DOCUMENT PASSAGE
◇ ◇ ◇ ◇
As it turned out, Vampire Forensics was not what I had expected. I had expected Jenkins to track down where stories of vampires originated from with a view towards a real-life basis for the folkloric monsters, but instead much of the book covers the evolution of vampires in popular culture. Jenkins spends far more time on how vampires were portrayed in novels, plays, and popular culture over the past 200 years than on where the folklore came from in the first place. Occasionally Jenkins covers certain diseases which have been proposed to give people a vampire-like aspect, but these passages almost read like asides in the more prominent vampire iconography. By about halfway through Jenkins begins to bring forensic science and folklore together to explain how ideas about death and burial influenced vampire folklore, but even then we are still not given much of a clue as to where all of these myths came from in the first place.

This is not to say that Vampire Forensics is a bad book. Not at all. Jenkins writes well and has put together and entertaining compendium of vampire lore from around the world (though mostly eschewing vampire folklore from after the early 20th century). The inspirations of writers like Bram Stoker and the fears of European peasants all fit into the review, and even if it does not dig deeply enough into where the legend of vampires originated from at the very least Vampire Forensics documents how different cultures have reacted to the idea.
◇ ◇ ◇ ◇
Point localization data
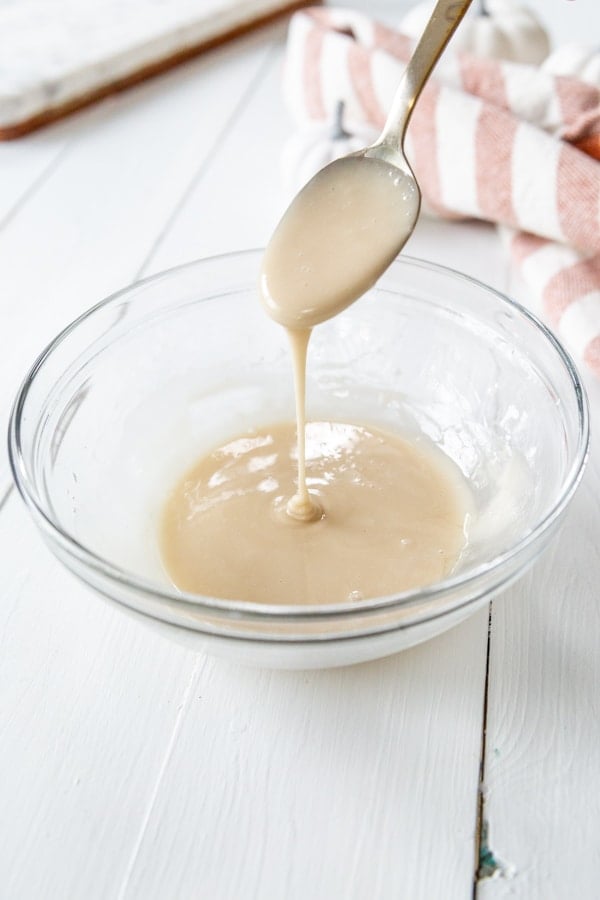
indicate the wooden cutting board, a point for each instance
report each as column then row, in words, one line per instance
column 57, row 56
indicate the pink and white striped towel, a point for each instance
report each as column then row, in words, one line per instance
column 507, row 143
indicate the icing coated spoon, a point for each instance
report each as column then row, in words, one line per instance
column 344, row 228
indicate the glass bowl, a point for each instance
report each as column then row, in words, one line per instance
column 135, row 390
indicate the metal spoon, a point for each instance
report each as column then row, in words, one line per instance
column 350, row 221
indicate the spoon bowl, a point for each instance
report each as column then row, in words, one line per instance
column 348, row 224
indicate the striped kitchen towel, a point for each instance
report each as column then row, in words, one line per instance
column 507, row 143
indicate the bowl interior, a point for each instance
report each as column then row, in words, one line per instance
column 140, row 387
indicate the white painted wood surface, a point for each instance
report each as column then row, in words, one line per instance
column 131, row 768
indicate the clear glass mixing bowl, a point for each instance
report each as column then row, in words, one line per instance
column 136, row 389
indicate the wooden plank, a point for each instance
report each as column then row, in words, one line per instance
column 358, row 782
column 24, row 165
column 542, row 771
column 88, row 701
column 98, row 214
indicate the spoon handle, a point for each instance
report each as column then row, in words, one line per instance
column 441, row 26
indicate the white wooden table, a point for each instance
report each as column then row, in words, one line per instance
column 131, row 768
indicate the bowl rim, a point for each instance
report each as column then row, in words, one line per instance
column 279, row 612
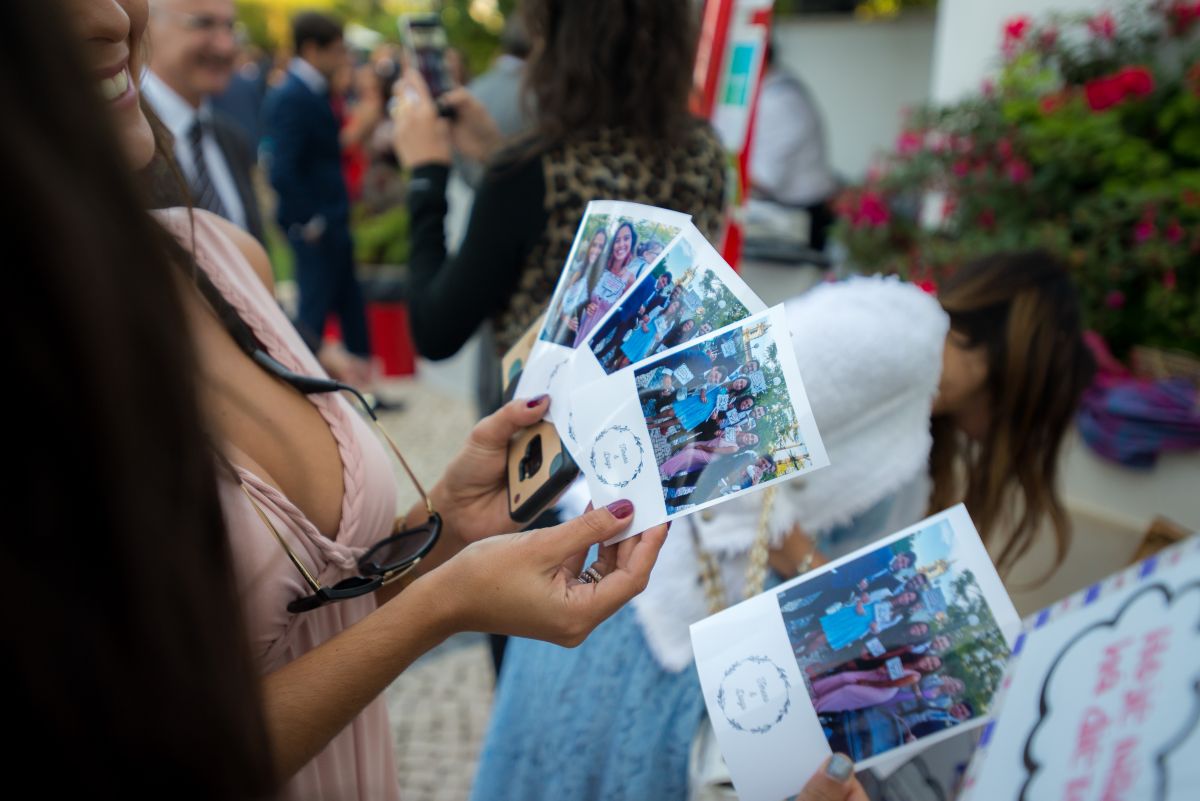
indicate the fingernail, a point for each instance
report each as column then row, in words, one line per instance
column 621, row 510
column 840, row 768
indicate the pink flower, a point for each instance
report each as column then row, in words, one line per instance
column 873, row 210
column 910, row 143
column 1103, row 25
column 1144, row 232
column 1137, row 80
column 1015, row 28
column 1019, row 172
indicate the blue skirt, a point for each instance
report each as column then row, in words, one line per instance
column 601, row 722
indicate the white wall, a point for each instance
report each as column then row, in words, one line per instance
column 862, row 76
column 969, row 37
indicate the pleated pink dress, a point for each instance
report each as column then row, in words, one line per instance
column 359, row 762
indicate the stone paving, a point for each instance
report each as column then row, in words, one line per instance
column 441, row 705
◇ ◇ ◇ ◇
REQUIRED ACTION 1
According to the Vampire Forensics review, in what kinds of works does Jenkins examine how vampires were portrayed over the past 200 years? List every kind the review names.
REQUIRED ACTION 2
Write the next paragraph of the Vampire Forensics review.

EXERCISE OUTPUT 1
Novels, plays, and popular culture.

EXERCISE OUTPUT 2
Even though Vampire Forensics did not meet my expectations I still found it to be a very entertaining book. In many ways the descriptions of burial practices and what people did out for fear of the dead walking among the living are more chilling than any fictional treatment of vampires I have seen, and at the very least Jenkins' book provides some context for why modern vampires are depicted the way they are (except, of course, the baffling sparklepyres of the Twilight series). It will no doubt be of interest to vampire fans, but even if you prefer werewolves, zombies, or some other undead archetype there is still much to enjoy in Vampire Forensics.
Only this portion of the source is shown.